▶ Document segment
--- START ---

I crossed the bridge and turned down to walk along the railway line. This used to be an old shunting ground for the railway wagon works that closed some years ago. There is now one black ash path about 6 feet wide that leads back to the second bridge.

Nature has really taken over along this path, but I was actually heading towards the third bridge where the large water storage pump used to be (used to fill the boilers on the old steam trains).

When I got there, I already knew that this tank had collapsed or been demolished. I wanted to go there last because this is where the abuse finally stopped. It happened one night when 'he' was carrying out his activities & a policeman walked past (yes they used to be on the beat in those days). It was dusk & I hadn't even noticed the policeman, but I was instantly told to keep quiet and still. 'He' sounded a bit concerned (if only it had dawned on me then and I had shouted out) and my mind started ticking away slowly realising that something was up. I never went back after that night & never saw him again until a couple of months ago.

Anyway I got out my trowel & committed my last plant to the soil. I don't know its name. but it has variegated leaves and small red flowers - it forms clumps, trails and is fairly invasive.

That was my third tribute / memorial to Little Lost Boy, 12 year old me.

I climbed back up to the bridge and along towards the station not knowing what I was feeling. I walked down the path from the station towards the museum, pausing to look over toward the young saplings. In the midst of them I spotted a clump of bluebells and stifled a sob again - bluebells are among my first memories. Way before the abuse started & everything was right with the world (I was probably 4 or 5)I went to the woods with one my grandfathers (next to where he lived) - as we were walking, we came to a firebreak within the trees. In the middle of this break was a sea of bluebells that stretched as far as a young eye could see. The sun shone right through the middle of them & lit up the border of firey rhododendrons. This was magic that always remains with me!

Approaching the museum, I passed the roses planted by the council and a slight breeze sprang up. The air was suddenly filled with scent that I hadn't noticed on my outward journey. This made me smile.

I'm not quite sure what I feel now, maybe it will take a few days to sink in. Every single one of those evil places had either disappeared, leaving only traces of foundations, or had been overgrown with the natural beauty of nature.

How can I manage to retain those negative images now when all I have found is natural beauty. I have also added something positive of myself to those places.

I know what I took out there! I know what I planted! I think I've left at least part of something that I never wanted.

Mostly I think I brought a little bit more of myself back home!

Enough said....Rik
 
Rik what a wonderful post. IT was only a place and from your words now a rather restful and quiet place. What you did will make the little Rik proud. The flowers that you planted show the strength of the character within you. May they continue to bloom in peace and joy.

--- END ---

▶ Records
--- START ---

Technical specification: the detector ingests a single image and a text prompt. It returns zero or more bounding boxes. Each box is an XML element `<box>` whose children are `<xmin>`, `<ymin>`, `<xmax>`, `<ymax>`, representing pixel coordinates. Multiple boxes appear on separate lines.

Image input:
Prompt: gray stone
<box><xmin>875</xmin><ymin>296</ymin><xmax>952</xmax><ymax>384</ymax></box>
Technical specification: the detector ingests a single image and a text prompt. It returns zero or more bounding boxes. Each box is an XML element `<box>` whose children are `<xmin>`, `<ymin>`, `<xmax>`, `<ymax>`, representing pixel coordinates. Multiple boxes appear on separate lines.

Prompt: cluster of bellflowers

--- END ---

▶ Exercise brief
Extend the forum thread about the walk along the old railway line, starting after its last sentence. The records have no connection to the text about the walk along the old railway line.

▶ Answer space
 
It's just over a week since I went back there & I still don't know what I feel. It's like I'm an egg waiting to hatch.

The day afterwards I was sort of chilled - day after that felt something like I did in December when I felt that I could hear everyones thoughts at work. It's slowly inproving again now and I'm starting to chill again.

I think I was shocked that everything was just so beautiful when I took that walk & I cannot comprehend it to the places that I have been torturing myself with all of these years.

I know that I have done the right thing by going back - I think I need to go along there again a few times & perhaps take some photographs to remind myself that it wasn't the place that did those things, it was one evil bastard.

Sorry I've not posted/supported much this week but I will do again shortly.

Best wishes ...Rik
 
Rick
there is so much beauty around, and you've added to it. You're right, it wasn't the surroundings that harmed you - it was him.
You had every right to reclaim the place as yours.

The kidney stones - WAAAYYYY too much information ! :rolleyes:

Dave ;)
 
Rik,

I think some of the positive things you talk about are spectacular ideas. Everything we are now facing, we have the ability to make it better. We have the ability to make what could be negatives, positive.

I have a friend who is also dealing with all this, memories and healing. He is spending time every week volunteering with the local animal shelter, and also with special olympics. He realizes that those people, they are hopeless to change themselves, in the respect of their handicaps. It is permanent thing for them. But our healing, it is temporary. We can get through it and to the green grass and flowers on the other side. And when you think of it, imagine the flowers that can grow in our lives, after all the fertilizer we've had!

I am glad that you realize that the one step back does not negate the two forward. You are a strong and positive man, Rik, and things will continue to be good for you. There may still be setbacks, but you will never be in the dark places you've seen in the past.

Leosha
 
Just another update:

The impact of going on this walk has really thrown me (some of you might have noticed I've been particularly quiet).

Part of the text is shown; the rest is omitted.